### What to do
Word for word, restate the lines of the data below between those holding "If you would be willing to indicate the lamp base" and "TARGET = grey wing feather", inclusive; pictures do not belong in the copy.
○ ○ ○ ○ ○ ○ ○
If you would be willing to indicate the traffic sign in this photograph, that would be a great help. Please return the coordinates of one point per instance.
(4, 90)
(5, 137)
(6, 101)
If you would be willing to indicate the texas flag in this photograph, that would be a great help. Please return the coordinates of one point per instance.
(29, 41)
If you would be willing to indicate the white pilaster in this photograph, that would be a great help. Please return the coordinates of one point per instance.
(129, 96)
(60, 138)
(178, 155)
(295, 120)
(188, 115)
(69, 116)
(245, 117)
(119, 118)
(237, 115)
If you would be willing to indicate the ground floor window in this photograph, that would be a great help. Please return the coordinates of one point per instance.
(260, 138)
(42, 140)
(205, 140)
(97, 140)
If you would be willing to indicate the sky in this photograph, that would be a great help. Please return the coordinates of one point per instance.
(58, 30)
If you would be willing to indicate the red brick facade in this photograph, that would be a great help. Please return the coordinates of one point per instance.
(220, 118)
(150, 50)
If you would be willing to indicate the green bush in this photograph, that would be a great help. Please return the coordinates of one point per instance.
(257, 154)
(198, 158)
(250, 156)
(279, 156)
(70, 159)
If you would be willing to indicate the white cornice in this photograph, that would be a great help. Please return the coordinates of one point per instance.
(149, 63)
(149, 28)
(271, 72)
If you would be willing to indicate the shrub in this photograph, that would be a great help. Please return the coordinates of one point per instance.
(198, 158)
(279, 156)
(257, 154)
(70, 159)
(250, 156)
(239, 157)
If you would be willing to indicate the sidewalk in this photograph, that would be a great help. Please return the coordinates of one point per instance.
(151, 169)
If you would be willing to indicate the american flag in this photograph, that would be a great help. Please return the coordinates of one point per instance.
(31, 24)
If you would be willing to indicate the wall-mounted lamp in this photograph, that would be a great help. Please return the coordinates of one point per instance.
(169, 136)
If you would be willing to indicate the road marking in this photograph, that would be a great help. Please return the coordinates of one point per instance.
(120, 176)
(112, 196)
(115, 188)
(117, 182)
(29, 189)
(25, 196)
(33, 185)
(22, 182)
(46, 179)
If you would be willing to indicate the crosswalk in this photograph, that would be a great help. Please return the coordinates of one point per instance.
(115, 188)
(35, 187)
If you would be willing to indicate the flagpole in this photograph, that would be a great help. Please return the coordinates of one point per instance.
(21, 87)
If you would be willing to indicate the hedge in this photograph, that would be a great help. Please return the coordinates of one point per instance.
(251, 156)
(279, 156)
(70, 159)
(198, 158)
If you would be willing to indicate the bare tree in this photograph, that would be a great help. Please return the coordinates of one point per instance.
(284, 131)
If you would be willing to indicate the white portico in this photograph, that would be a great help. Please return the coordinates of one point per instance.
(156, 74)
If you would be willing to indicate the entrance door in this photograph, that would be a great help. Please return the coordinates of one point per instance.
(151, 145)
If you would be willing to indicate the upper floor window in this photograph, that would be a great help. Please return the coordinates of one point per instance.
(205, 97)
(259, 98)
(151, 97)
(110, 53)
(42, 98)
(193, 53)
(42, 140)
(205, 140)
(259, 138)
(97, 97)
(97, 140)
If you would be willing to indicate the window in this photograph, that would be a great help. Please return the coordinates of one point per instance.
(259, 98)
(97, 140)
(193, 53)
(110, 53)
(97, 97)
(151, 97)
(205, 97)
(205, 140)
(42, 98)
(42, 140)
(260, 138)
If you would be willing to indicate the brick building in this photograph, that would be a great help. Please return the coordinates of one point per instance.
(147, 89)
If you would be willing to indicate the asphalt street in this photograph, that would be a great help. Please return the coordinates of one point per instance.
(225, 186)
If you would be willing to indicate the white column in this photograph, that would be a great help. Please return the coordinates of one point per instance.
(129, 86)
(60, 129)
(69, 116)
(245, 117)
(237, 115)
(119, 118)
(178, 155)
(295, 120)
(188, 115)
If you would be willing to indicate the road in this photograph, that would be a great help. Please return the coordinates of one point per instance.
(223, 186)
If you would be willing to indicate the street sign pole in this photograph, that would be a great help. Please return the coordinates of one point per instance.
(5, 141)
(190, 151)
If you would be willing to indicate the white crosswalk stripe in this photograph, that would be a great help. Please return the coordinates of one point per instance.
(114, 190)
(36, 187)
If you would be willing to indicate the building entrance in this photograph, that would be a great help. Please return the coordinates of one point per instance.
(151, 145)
○ ○ ○ ○ ○ ○ ○
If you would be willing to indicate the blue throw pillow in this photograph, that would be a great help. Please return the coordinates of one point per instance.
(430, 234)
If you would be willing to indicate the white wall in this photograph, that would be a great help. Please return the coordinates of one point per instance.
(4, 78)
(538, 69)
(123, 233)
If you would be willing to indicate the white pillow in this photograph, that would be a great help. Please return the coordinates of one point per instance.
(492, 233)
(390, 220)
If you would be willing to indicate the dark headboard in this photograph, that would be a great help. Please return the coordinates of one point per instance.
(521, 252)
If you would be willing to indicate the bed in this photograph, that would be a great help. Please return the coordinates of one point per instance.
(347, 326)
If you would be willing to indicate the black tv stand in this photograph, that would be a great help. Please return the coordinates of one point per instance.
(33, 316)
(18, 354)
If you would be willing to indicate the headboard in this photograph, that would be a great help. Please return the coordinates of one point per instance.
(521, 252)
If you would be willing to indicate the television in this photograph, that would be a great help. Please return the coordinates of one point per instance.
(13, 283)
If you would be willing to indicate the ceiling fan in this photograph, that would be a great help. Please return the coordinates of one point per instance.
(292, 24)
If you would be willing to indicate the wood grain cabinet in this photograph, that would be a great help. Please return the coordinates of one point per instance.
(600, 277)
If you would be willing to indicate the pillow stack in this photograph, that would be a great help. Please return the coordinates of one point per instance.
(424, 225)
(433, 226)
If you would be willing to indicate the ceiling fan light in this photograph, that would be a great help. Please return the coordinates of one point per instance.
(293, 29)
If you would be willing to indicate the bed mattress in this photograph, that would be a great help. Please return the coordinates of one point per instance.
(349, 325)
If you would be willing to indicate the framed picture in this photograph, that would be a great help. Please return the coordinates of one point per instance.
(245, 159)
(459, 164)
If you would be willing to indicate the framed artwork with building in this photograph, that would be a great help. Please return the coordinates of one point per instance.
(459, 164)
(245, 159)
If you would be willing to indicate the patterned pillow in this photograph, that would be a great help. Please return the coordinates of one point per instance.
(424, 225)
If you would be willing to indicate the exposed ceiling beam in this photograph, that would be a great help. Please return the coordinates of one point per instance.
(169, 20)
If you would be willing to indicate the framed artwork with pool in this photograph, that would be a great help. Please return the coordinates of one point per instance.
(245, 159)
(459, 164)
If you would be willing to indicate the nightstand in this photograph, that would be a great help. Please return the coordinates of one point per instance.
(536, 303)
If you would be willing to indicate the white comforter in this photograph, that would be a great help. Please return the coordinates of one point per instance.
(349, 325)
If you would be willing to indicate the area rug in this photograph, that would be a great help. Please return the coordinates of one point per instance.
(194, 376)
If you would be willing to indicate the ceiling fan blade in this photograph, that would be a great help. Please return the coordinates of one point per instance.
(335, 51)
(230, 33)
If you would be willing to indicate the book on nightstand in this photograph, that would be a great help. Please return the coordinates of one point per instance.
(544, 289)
○ ○ ○ ○ ○ ○ ○
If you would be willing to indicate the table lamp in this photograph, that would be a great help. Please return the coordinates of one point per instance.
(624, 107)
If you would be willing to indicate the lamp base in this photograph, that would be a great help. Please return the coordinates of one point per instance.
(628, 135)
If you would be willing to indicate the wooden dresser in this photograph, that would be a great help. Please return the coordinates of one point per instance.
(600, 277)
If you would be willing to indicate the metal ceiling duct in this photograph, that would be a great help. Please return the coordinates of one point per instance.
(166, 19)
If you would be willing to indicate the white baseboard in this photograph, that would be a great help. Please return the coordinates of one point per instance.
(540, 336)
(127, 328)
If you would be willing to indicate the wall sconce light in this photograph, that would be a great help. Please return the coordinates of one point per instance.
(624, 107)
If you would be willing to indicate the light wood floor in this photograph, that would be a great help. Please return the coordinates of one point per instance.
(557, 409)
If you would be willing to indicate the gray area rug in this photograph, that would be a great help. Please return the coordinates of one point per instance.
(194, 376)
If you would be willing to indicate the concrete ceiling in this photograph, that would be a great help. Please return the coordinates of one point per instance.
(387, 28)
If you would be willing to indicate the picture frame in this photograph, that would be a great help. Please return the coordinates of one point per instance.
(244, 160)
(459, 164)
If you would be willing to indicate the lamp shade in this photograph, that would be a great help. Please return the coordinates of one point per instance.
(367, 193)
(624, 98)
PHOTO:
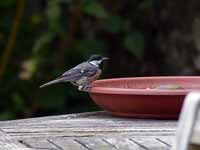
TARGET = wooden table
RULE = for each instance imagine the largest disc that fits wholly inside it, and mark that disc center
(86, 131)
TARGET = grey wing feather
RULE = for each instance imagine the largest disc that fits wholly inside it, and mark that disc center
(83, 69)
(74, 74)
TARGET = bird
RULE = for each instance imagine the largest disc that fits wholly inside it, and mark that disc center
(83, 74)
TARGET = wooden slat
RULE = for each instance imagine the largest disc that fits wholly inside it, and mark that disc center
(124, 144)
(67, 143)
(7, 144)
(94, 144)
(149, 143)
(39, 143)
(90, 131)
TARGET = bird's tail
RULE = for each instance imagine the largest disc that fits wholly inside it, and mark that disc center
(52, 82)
○ ○ ○ ○ ○ ○ ○
### Task result
If you would be willing to indicate the lamp base in this photograph, that would be a great help. Please return the coordinates of one point per instance.
(628, 135)
If you would be willing to indicate the wooden dresser in this photograph, that would be a great help. Please return the coordinates of one point per instance.
(600, 277)
If you would be willing to indicate the metal ceiling duct in this photograph, that would be a great help. Please return the coordinates of one point per instance.
(166, 19)
If you would be willing to indicate the white baseboard in this photograph, that would be a great help. Please return the coordinates of one point per instance.
(540, 336)
(127, 328)
If you would be willing to indicate the wall sconce light in this photograph, that would be a great help. Please return the coordinates of one point per instance.
(624, 107)
If you would be willing to indicate the light wood floor in this photograph, that would be a great help. Please return the coordinates of one point per instance.
(557, 409)
If you would be willing to indicate the gray area rug in this photograph, that would be a great help. Please return the coordinates of one point per instance.
(194, 376)
If you would be willing to indicate the concrete ceiling in this photograph, that would be a great help. Please return the coordinates of one point per instance.
(387, 28)
If you would be willing to indicate the picture frame in this photograph, that would be a great help. Please return the coordinates of one point per instance.
(244, 160)
(459, 164)
If you would be willing to indicate the lamp shade in this photograph, that would be a great help. Please return the coordinates of one point per instance.
(367, 193)
(624, 98)
PHOTO:
TARGET = wooden table
RULE = for each instance imagine the largest disc that fits wholly inside it, and mark that disc center
(86, 131)
TARGET = grey wing feather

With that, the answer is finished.